MATERIAL TO PROCESS —
○ ○ ○ ○ ○

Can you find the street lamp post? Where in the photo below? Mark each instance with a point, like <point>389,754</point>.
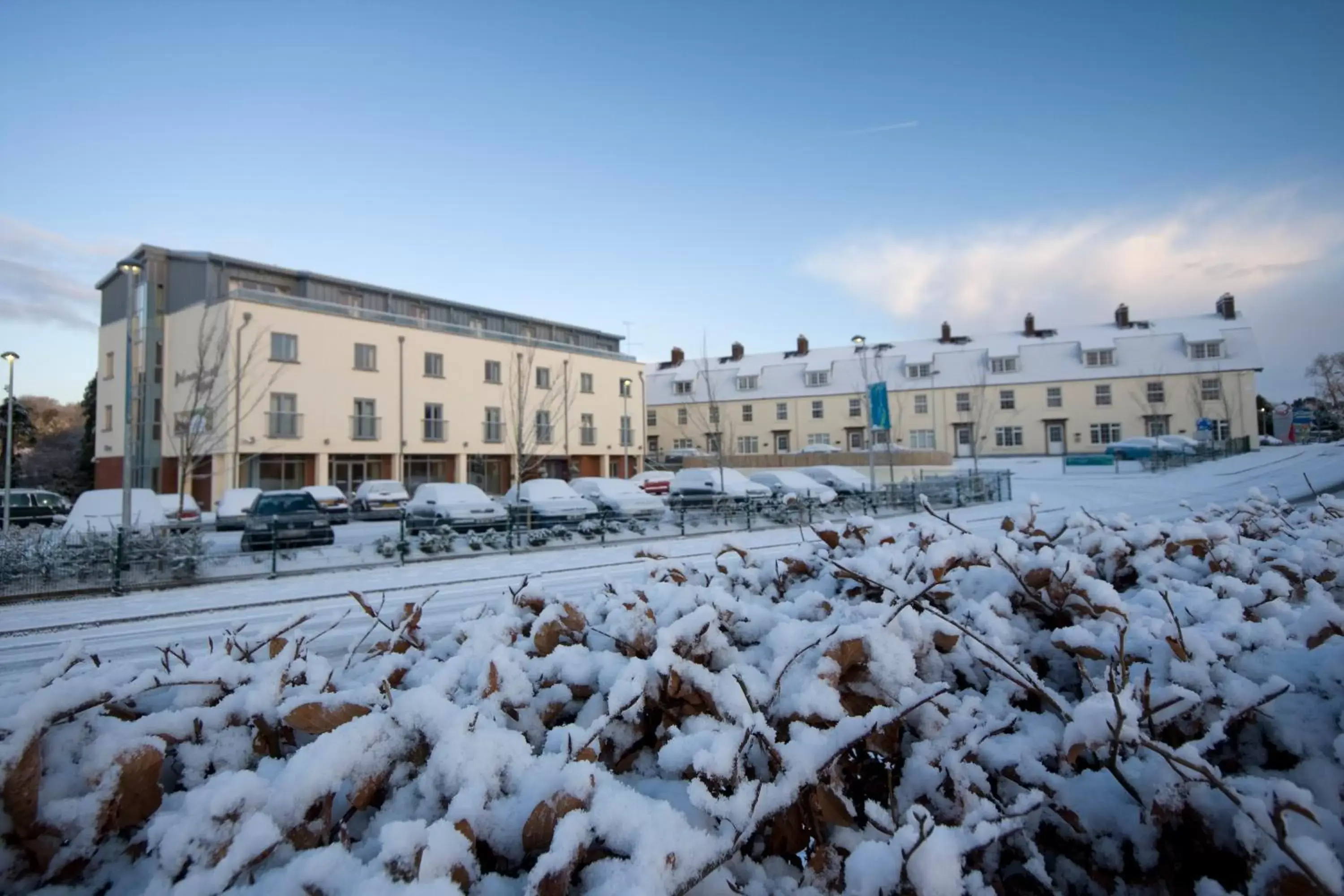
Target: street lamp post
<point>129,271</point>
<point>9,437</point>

○ ○ ○ ○ ○

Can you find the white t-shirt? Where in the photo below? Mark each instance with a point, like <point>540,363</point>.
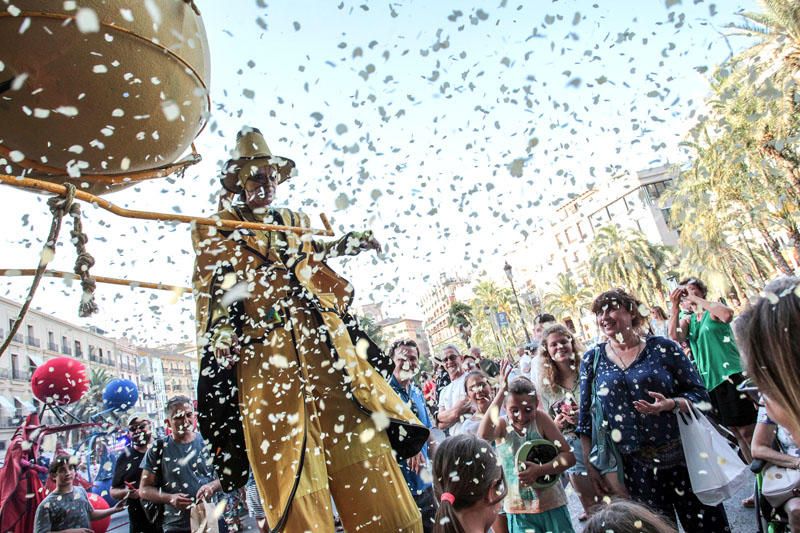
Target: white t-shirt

○ ○ ○ ○ ○

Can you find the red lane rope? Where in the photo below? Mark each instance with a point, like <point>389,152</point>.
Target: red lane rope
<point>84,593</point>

○ ○ ○ ○ ○

PROMPT — Copy out the records word for word, beginning at the line containing "Can you find the street" and ending with the line containing "<point>9,437</point>", both included. Omit the picture.

FINAL RESULT —
Can you find the street lamp post? Where in the photo below? Mark each instance with a point, like <point>389,754</point>.
Target: street lamp post
<point>129,271</point>
<point>9,437</point>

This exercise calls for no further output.